RECORDS FOR THIS TASK >>
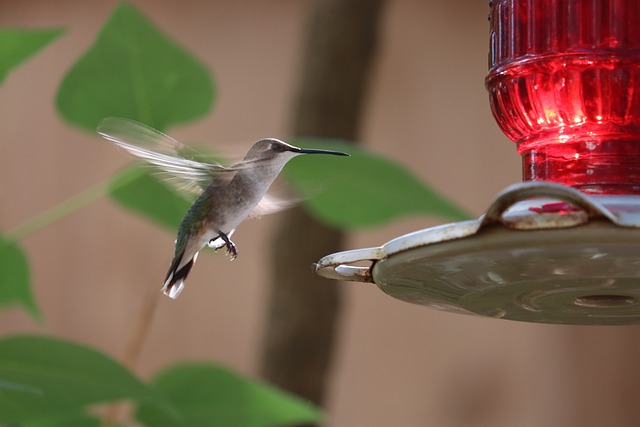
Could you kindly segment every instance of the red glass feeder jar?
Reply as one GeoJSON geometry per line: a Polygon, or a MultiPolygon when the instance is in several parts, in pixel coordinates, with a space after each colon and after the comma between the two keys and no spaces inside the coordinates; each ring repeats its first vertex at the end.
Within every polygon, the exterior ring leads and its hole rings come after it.
{"type": "Polygon", "coordinates": [[[523,179],[640,194],[640,1],[490,5],[486,85],[523,179]]]}

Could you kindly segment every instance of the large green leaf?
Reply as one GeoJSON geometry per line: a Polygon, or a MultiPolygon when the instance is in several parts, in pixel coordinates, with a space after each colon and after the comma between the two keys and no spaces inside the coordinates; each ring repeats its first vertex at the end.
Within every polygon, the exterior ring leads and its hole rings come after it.
{"type": "Polygon", "coordinates": [[[189,208],[189,201],[171,186],[149,175],[148,169],[137,165],[116,175],[109,184],[109,195],[123,207],[177,229],[189,208]]]}
{"type": "Polygon", "coordinates": [[[148,406],[136,414],[149,427],[272,427],[316,423],[320,411],[272,386],[204,363],[183,364],[161,373],[156,387],[181,412],[181,422],[148,406]]]}
{"type": "Polygon", "coordinates": [[[87,405],[119,399],[151,404],[164,417],[176,415],[162,396],[119,363],[54,338],[0,340],[0,379],[0,424],[37,426],[48,417],[77,419],[87,405]]]}
{"type": "Polygon", "coordinates": [[[39,420],[29,420],[22,423],[20,427],[100,427],[101,425],[103,422],[100,418],[84,413],[69,413],[62,416],[48,415],[39,420]]]}
{"type": "Polygon", "coordinates": [[[21,305],[40,320],[41,313],[31,292],[27,257],[16,242],[0,236],[0,307],[13,304],[21,305]]]}
{"type": "Polygon", "coordinates": [[[0,28],[0,83],[9,71],[60,36],[63,31],[0,28]]]}
{"type": "Polygon", "coordinates": [[[301,156],[285,174],[320,221],[340,228],[372,227],[407,215],[452,220],[469,216],[402,166],[336,141],[304,139],[305,147],[345,151],[351,157],[301,156]]]}
{"type": "Polygon", "coordinates": [[[206,68],[133,5],[118,5],[91,48],[62,81],[60,114],[95,130],[104,117],[164,130],[206,113],[214,87],[206,68]]]}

EXERCISE AIM >> Each line above gets copied exactly; leave the pictures out.

SOLUTION TO THIS PROBLEM >>
Could you kindly segment every instance of the red glass feeder jar?
Reply as one GeoJSON geometry per line: a Polygon, or a MultiPolygon when the instance is in several parts, in pixel coordinates, with a space after each colon and after the comma between the two keys and no spaces inside the coordinates; each ring repeats its first vertex at the end.
Within every polygon, the exterior ring leads and its hole rings come after it.
{"type": "Polygon", "coordinates": [[[523,179],[640,194],[640,1],[490,5],[486,85],[523,179]]]}

Could you kindly segment every instance of the large green leaf?
Reply as one GeoJSON geometry per line: a Polygon, or a MultiPolygon when the instance is in several parts, in pixel coordinates, with a space after each colon and after the comma between the two keys and no spaces inside the coordinates; each ring repeats its first vertex at the end.
Within every polygon, the exterior ring leads and its hole rings come after it.
{"type": "Polygon", "coordinates": [[[189,208],[189,201],[171,186],[149,175],[148,169],[137,165],[116,175],[109,184],[109,195],[123,207],[177,229],[189,208]]]}
{"type": "Polygon", "coordinates": [[[148,406],[136,414],[149,427],[272,427],[316,423],[320,411],[272,386],[204,363],[183,364],[161,373],[156,387],[181,412],[181,422],[148,406]]]}
{"type": "Polygon", "coordinates": [[[87,405],[119,399],[151,404],[164,417],[176,415],[162,396],[119,363],[54,338],[0,340],[0,379],[0,424],[37,426],[48,417],[77,419],[87,405]]]}
{"type": "Polygon", "coordinates": [[[39,420],[29,420],[22,423],[20,427],[100,427],[101,425],[103,422],[100,418],[84,413],[69,413],[62,416],[48,415],[39,420]]]}
{"type": "Polygon", "coordinates": [[[21,305],[40,320],[41,313],[31,292],[27,257],[16,242],[0,236],[0,307],[13,304],[21,305]]]}
{"type": "Polygon", "coordinates": [[[0,28],[0,83],[9,71],[60,36],[63,31],[0,28]]]}
{"type": "Polygon", "coordinates": [[[301,156],[285,174],[320,221],[340,228],[372,227],[407,215],[452,220],[469,216],[402,166],[336,141],[304,139],[305,147],[345,151],[351,157],[301,156]]]}
{"type": "Polygon", "coordinates": [[[206,68],[133,5],[118,5],[91,48],[62,81],[60,114],[95,130],[104,117],[164,130],[206,113],[214,87],[206,68]]]}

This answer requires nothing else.